Written task a:
According to the essay on play and trading, which science museum in Omaha did the writer's family visit?

— begin Document extract —

I’m too dumb to learn from anything but experience, and too smart to believe otherwise.
I will devour volumes of knowledge on vintages, volatility, and vortexes; but nothing comes close to the visceral experience of realized distributions. Even with a cellar full of treasures, each bottle can only pop the cork once.
My perspective has been blessed-cursed with a volatility branded framework. Coincidences are nothing but realized probabilities. I believe in the power of actuaries to price any policy you can concoct and that there’s a product to structure the various outcomes.
Now as a financial advisor, my job is to give advice. I have confidence in my knowledge of options market structure and understanding of the various different outcomes from these whacky listed derivatives that somehow fit in a typical equity brokerage account. This specialty means I know more about the mercor ergo sum1 of the bid/ask spread than mutual fund distribution, but I have become convinced about one recommendation.
Everyone needs play.
Even in trading. Play is learning made fun, and knowledge concretized by positive endorphins and proud memories. It is what keeps you engaged through the valley of despair, and motivates you up the slope of enlightenment. Being made a fool in a controlled environment is how you get to be a wise man in the face of uncertainty.
Ian Bogost is a video game designer and cultural critic who is also the author of the book “Play Anything.” He argues not for a Lumon Industries gamification of tasks, but rather for understanding that “fun is the opposite of happiness”. Concentration, and engaged struggle are what produce not a bubbly giddiness but true satisfaction and meaning.
When people get hooked on anything from Candy Crush to Wordle, they are not coming back every day because it’s easy. The hook and sense of achievement come from failing before arriving at the answer. It’s finally resolving that pesky merge error in a software rollout or nailing the buzzer beater free throw after putting in gym time every night for a month. Fun is so much more than a smile.
A good science museum is the perfect example of this. This past week with the playgrounds a broiling sea of concrete and plastic, my family opted for maximum dosage of A/C play, and the Kiewit Luminarium in Omaha, NE has a number of clever exhibits for the 2-100 crowd. If you’ve ever felt bad about the extra Runza you ate, I learned I walk about 11.5x more loudly than my daughter across a pile of crushed stones. The same one that can awaken an entire hotel at 3am and only weighs 1/6th of me.
While I was pleasantly surprised at an exhibit on the second floor on compound interest, I was gaga over the plinko like game showing distributions. A four year old could funnel a slug of shot pellet through a peg board and watch what normal realized.
This has always been my favorite analogy for distributions. With a single motion you can realize hundreds of possible outcomes. The craziest balls will bounce to the wings, or even off the board. But the vast majority settle right into the middle. Whether you’re calling random variables in the new Python/Excel collab, or measuring the height of the 4th grade class, this truth has pull across many domains.
When pricing volatility, we are talking about a measure of different possible outcomes. Every individual ball will follow its own path, but behind it there is a process launching the trajectory of these paths that can be modeled over a sufficiently large number of cases. Most of the balls land according to the bell curve. Not every turn of the board is perfect, but as n increases, the sample will approach the population.

— end Document extract —

Written task b:
Please output the entries as a Markdown table with the columns "No." and "Entry line", one row per line, blank lines omitted. Include only the part that opens with the first line of the entries and closes with the line containing "x=207, y=160".

— begin Input data —

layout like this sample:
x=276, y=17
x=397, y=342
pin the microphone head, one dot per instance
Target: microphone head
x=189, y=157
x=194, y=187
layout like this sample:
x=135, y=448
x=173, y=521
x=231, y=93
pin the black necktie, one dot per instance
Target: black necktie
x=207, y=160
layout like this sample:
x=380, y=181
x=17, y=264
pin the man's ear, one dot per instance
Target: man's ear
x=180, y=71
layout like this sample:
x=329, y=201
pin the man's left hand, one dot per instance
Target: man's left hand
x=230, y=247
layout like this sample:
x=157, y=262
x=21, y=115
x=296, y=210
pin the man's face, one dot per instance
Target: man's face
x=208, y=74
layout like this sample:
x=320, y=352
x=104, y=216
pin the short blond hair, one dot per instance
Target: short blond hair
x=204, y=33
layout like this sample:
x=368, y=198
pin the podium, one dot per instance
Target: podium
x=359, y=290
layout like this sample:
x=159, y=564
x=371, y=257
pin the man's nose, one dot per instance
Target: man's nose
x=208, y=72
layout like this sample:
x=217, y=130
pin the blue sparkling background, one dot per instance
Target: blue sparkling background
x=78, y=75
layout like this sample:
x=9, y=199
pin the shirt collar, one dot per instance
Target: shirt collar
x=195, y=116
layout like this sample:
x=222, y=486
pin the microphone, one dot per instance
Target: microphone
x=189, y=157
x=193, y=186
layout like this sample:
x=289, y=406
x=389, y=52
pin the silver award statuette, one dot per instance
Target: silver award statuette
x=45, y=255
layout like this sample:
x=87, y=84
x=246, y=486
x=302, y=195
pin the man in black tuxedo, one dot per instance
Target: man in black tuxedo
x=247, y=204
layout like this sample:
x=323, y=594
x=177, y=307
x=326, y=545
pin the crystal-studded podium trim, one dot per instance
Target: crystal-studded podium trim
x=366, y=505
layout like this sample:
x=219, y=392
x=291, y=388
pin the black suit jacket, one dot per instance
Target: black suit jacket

— end Input data —

Full output a:
The Kiewit Luminarium.

Full output b:
| No. | Entry line |
|---|---|
| 1 | layout like this sample: |
| 2 | x=276, y=17 |
| 3 | x=397, y=342 |
| 4 | pin the microphone head, one dot per instance |
| 5 | Target: microphone head |
| 6 | x=189, y=157 |
| 7 | x=194, y=187 |
| 8 | layout like this sample: |
| 9 | x=135, y=448 |
| 10 | x=173, y=521 |
| 11 | x=231, y=93 |
| 12 | pin the black necktie, one dot per instance |
| 13 | Target: black necktie |
| 14 | x=207, y=160 |